Records from a data source:
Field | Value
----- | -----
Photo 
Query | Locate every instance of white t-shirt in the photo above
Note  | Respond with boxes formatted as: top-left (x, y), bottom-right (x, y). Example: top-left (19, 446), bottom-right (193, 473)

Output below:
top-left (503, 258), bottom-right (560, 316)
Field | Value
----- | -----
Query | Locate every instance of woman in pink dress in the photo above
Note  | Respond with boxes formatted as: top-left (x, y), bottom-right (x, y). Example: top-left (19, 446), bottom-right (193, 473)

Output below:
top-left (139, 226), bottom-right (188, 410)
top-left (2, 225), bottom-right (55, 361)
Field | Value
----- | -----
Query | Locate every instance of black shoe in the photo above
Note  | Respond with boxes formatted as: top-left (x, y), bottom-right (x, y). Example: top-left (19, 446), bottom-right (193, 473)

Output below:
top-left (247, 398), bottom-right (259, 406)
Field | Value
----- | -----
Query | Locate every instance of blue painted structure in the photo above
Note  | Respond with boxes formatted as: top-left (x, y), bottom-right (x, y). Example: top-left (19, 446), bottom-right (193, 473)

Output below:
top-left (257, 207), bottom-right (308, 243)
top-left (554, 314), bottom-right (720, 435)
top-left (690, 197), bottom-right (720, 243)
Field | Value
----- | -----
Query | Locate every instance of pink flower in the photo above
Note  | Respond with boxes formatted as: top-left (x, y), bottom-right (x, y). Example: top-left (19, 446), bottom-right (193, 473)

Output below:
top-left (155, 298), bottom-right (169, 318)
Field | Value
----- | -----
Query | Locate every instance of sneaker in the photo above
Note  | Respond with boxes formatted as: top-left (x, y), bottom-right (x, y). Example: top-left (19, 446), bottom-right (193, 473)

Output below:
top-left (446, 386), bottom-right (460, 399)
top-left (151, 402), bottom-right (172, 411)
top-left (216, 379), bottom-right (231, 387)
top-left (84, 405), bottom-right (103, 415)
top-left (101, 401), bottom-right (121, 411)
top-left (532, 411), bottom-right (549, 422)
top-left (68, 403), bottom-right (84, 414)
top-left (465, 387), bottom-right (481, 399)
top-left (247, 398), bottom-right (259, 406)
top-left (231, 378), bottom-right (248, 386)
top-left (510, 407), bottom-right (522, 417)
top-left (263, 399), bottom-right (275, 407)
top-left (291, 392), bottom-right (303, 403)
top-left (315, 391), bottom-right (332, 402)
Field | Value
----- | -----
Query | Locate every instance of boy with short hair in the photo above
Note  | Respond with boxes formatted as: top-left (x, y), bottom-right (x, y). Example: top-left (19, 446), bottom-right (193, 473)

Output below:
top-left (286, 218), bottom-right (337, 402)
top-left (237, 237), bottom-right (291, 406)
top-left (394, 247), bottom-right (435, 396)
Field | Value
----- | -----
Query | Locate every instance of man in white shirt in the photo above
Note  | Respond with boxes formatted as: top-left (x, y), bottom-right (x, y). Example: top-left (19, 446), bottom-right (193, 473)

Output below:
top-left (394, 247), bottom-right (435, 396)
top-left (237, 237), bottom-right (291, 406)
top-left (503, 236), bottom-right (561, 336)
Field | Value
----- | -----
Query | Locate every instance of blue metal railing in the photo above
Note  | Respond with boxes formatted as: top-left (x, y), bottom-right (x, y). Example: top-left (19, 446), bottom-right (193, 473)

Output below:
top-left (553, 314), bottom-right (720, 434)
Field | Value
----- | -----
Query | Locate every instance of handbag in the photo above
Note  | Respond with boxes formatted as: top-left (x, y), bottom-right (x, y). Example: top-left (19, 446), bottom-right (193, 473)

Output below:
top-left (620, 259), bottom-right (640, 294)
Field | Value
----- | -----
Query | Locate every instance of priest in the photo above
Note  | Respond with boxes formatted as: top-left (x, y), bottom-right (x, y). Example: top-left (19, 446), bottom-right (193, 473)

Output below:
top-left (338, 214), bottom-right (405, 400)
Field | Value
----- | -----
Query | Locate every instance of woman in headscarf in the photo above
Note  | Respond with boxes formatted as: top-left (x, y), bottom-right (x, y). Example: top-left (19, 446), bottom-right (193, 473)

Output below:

To do: Please filter the entries for the word "above" and copy the lines that have it.

Exercise answer:
Query | Locate every instance of white t-shirt in the photo above
Query | Locate every instance of woman in pink dress in the photo above
Query | Locate every instance of black shoe in the photo above
Query | Locate every instance of blue painted structure in the photo above
Query | Locate every instance of pink flower in the photo above
Query | Locate every instance of sneaker in the photo above
Query | Locate every instance of boy with short hair in the photo above
Query | Locate every instance of man in white shirt in the photo above
Query | Locate every instance of blue metal railing in the photo above
Query | Locate every instance of handbag in the photo above
Query | Locate every instance of priest in the photo above
Query | Locate every instance of woman in headscarf in the photo above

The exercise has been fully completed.